### Task details
Go through the listing below and keep only the lines that contain the string "window". Uppercase and lowercase must match, and each kept line should be copied in full.

### Supplied data
──────────
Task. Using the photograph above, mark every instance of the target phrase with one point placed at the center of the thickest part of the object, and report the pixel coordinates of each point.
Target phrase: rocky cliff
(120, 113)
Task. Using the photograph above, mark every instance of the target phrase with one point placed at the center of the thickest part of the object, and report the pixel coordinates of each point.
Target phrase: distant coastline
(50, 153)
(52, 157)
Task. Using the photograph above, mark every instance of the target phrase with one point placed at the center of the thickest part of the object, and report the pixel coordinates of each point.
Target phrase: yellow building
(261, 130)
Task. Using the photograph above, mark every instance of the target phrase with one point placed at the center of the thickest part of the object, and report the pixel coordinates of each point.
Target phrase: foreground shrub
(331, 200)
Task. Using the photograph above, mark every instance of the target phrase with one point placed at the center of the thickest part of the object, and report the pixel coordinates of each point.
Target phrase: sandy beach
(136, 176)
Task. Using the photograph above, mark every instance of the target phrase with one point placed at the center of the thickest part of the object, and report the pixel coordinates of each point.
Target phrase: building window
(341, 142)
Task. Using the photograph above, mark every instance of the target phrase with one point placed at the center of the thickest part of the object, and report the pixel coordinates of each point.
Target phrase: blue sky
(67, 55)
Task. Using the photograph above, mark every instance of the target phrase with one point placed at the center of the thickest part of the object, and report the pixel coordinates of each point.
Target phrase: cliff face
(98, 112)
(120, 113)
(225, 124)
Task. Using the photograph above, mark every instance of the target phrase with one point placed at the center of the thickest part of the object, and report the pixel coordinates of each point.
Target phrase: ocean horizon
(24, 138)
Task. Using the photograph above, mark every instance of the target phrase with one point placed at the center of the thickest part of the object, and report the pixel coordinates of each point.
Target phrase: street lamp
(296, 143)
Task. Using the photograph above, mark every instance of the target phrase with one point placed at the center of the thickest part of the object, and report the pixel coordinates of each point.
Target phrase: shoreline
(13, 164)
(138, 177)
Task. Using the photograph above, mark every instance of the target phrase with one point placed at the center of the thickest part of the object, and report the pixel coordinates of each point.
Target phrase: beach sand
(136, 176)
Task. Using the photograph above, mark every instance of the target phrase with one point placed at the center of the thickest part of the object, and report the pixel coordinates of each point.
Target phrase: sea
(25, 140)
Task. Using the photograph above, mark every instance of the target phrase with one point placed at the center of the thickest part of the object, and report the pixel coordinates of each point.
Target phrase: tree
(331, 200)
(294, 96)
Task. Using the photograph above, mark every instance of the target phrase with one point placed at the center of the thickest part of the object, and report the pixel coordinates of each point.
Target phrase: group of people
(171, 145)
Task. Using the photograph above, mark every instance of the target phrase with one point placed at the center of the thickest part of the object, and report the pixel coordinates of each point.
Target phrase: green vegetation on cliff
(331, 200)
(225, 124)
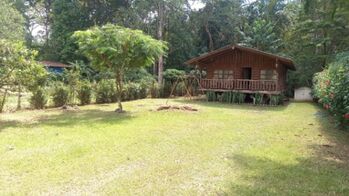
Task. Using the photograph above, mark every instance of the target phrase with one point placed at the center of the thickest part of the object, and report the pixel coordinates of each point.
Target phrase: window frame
(268, 74)
(223, 74)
──────────
### Result of this task
Target phrase: building window
Target phrase: window frame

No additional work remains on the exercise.